Can you copy out all the items below with "Target" swapped for "Label" wherever it occurs, everything else untouched and the pictures omitted?

--- begin ---

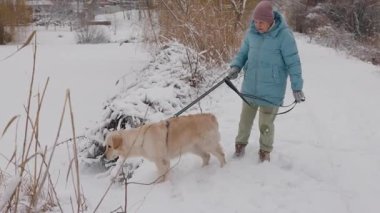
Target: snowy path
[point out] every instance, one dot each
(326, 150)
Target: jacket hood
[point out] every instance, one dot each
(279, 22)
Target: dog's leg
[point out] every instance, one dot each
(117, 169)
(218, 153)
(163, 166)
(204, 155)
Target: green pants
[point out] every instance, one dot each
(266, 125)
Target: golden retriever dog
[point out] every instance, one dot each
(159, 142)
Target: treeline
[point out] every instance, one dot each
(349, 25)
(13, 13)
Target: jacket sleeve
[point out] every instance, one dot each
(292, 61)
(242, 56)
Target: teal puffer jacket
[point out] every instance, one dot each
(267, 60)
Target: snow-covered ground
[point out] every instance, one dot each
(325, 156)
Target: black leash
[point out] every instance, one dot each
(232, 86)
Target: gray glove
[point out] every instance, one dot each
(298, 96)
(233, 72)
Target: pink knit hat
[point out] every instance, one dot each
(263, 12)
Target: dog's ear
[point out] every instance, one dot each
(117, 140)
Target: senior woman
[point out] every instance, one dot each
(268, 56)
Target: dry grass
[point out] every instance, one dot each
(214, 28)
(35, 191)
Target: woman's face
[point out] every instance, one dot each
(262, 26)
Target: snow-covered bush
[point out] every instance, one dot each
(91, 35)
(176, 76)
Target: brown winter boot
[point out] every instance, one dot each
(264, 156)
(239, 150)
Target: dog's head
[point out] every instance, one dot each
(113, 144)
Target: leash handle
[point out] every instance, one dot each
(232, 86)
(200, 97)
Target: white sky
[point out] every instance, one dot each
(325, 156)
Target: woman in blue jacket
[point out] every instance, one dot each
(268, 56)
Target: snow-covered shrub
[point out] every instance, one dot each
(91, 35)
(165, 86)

--- end ---

### SOLUTION BELOW
Label: snowy path
[point out] every instance, one dot each
(326, 150)
Label: jacket hood
[point out] every instance, one dot each
(279, 22)
Label: dog's leg
[point out] every instance, one dot each
(117, 169)
(218, 153)
(163, 166)
(204, 155)
Label: green pants
[point out] every instance, one dot each
(266, 125)
Label: golden retriever dog
[point out] every instance, one dot each
(159, 142)
Label: treeline
[point out] every instance, one dot each
(349, 25)
(13, 13)
Label: jacket sleeve
[point out] every instance, one dot each
(292, 61)
(242, 56)
Label: teal puffer jacket
[point out] every instance, one dot each
(267, 60)
Label: snow-covered ground
[point out] every instance, one dot each
(325, 156)
Label: black leash
[point out] every instance, one dot each
(232, 86)
Label: gray glove
[point out] every instance, one dot each
(298, 96)
(233, 72)
Label: pink knit hat
[point out] every instance, one dot each
(263, 12)
Label: dog's ear
[point out] every instance, one dot each
(117, 140)
Label: senior woman
[point out] every instance, one dot each
(268, 56)
Label: dry grass
[point out] every instance, one dot each
(214, 28)
(35, 191)
Label: woman's face
[point out] every instance, one dot each
(262, 26)
Label: snow-covered bush
[point out] every instance, one dot each
(91, 35)
(176, 76)
Label: brown winter boot
[point out] every instance, one dot each
(264, 156)
(239, 150)
Label: dog's head
[point out] every instance, one dot each
(113, 144)
Label: leash handle
[point out] every instance, one dot each
(232, 86)
(200, 97)
Label: white sky
[point out] every instance, one dot each
(325, 156)
Label: woman in blue jacket
[point out] every instance, one dot each
(268, 56)
Label: snow-covered shrub
[point out] every instance, one dot each
(91, 35)
(165, 86)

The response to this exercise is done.